- [Exercise prompt] According to the transcript below, how many Democrats voted with the Republican majority on the House plan?

- [Page]
━━━━━━━━━━━━━━━━━━━━━━━━━━━━━━

Good Sunday morning. This is the headline in the weekend edition of the USA Today: "Health law shakes the presidency." It seems to sum up the effect of Obamacare on the state of the White House at the moment, and with a kind of crisis in confidence, the pressure to make changes to the health care law is growing.

On Friday, the House passed a GOP plan to allow the removal of millions of policies required to be canceled under the current law, and also sell similar policies to new customers. The bill goes farther than the president's announced fix, and he has threatened to veto it. Thirty-nine Democrats defected and voted with the Republican majority. Joining me now, the leader of the Democrats in the House, Nancy Pelosi. Welcome back to the Meet the Press.

REP. NANCY PELOSI:

Morning.

DAVID GREGORY:

Good to have you here in studio.

REP. NANCY PELOSI:

It is.

━━━━━━━━━━━━━━━━━━━━━━━━━━━━━━

- [Data]
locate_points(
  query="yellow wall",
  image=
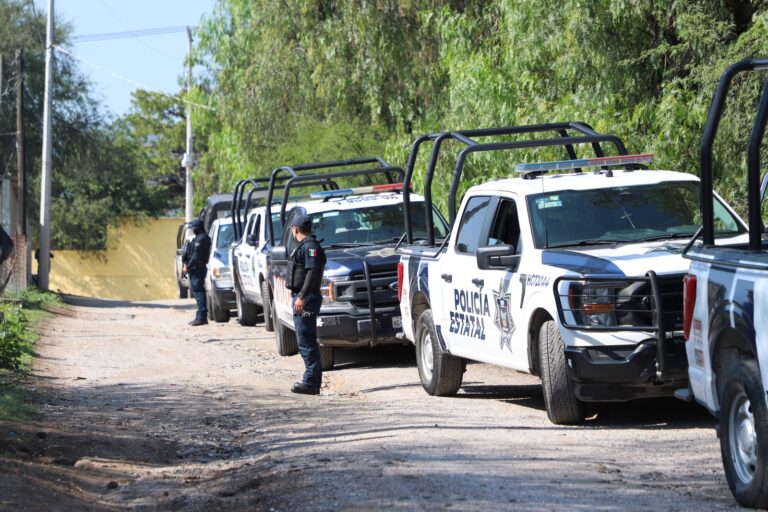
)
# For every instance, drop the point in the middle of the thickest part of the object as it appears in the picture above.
(138, 267)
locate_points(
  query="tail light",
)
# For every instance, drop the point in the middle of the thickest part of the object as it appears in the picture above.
(689, 301)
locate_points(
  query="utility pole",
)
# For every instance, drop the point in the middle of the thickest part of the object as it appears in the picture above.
(44, 259)
(6, 185)
(21, 173)
(189, 161)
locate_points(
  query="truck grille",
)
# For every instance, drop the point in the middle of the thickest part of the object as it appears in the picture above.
(356, 289)
(671, 291)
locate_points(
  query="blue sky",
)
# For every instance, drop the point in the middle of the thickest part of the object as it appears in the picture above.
(156, 62)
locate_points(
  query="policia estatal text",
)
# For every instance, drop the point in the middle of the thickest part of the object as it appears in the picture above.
(305, 273)
(195, 261)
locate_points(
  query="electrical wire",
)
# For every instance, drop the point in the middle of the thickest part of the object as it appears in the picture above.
(137, 34)
(126, 34)
(34, 22)
(130, 81)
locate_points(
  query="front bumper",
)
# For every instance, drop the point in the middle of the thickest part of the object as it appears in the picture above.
(621, 373)
(226, 297)
(352, 330)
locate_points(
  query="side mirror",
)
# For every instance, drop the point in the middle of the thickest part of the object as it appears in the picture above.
(279, 253)
(497, 257)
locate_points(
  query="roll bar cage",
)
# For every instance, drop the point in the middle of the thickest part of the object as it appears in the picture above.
(293, 172)
(241, 205)
(586, 135)
(706, 171)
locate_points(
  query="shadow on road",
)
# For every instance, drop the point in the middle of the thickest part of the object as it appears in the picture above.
(93, 302)
(395, 356)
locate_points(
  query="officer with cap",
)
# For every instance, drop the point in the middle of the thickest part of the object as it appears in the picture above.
(195, 262)
(305, 274)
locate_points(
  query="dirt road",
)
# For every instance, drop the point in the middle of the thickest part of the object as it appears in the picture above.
(141, 411)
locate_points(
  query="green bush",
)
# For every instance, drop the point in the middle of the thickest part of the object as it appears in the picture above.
(20, 314)
(15, 337)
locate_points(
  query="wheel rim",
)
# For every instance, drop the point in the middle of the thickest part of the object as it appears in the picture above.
(742, 438)
(427, 355)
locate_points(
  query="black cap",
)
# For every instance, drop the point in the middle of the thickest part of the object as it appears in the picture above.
(195, 224)
(301, 220)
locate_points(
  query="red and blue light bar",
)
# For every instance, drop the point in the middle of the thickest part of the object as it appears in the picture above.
(561, 165)
(357, 190)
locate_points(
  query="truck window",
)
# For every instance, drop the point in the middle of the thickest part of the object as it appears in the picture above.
(379, 224)
(224, 236)
(469, 233)
(624, 214)
(505, 229)
(256, 225)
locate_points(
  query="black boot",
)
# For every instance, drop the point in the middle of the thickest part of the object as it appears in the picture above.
(305, 389)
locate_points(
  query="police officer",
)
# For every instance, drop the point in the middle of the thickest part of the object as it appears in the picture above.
(195, 262)
(305, 273)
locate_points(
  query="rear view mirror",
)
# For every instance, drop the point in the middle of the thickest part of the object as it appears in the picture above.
(497, 257)
(279, 253)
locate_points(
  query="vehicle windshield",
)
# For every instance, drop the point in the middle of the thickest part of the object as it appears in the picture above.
(371, 225)
(224, 236)
(622, 214)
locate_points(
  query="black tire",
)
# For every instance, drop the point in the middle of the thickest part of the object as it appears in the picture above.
(183, 291)
(745, 449)
(216, 311)
(563, 408)
(266, 298)
(326, 358)
(247, 313)
(285, 338)
(441, 374)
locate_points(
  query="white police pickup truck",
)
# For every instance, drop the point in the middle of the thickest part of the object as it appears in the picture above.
(248, 264)
(358, 228)
(248, 261)
(218, 281)
(726, 313)
(576, 278)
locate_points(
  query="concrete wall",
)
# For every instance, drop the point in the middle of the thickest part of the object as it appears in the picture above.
(138, 266)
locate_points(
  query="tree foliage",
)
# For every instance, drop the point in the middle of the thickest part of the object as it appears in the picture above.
(387, 71)
(95, 178)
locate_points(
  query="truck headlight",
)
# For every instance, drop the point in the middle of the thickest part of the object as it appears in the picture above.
(593, 305)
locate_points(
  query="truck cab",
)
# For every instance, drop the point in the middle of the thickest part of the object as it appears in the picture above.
(358, 228)
(249, 265)
(726, 312)
(218, 282)
(575, 277)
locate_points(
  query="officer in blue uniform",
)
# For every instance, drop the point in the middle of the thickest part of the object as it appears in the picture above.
(305, 274)
(195, 261)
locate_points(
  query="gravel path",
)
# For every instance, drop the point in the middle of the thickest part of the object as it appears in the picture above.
(140, 411)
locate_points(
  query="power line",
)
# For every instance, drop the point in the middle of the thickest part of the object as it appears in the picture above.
(127, 34)
(130, 81)
(34, 22)
(139, 39)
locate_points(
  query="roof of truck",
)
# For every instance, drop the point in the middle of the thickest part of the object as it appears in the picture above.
(583, 181)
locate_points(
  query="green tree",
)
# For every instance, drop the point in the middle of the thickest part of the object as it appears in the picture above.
(95, 178)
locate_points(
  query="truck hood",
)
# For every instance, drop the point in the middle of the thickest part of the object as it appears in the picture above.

━━━━━━━━━━━━━━━━━━━━━━━━━━━━━━

- [Solution] Thirty-nine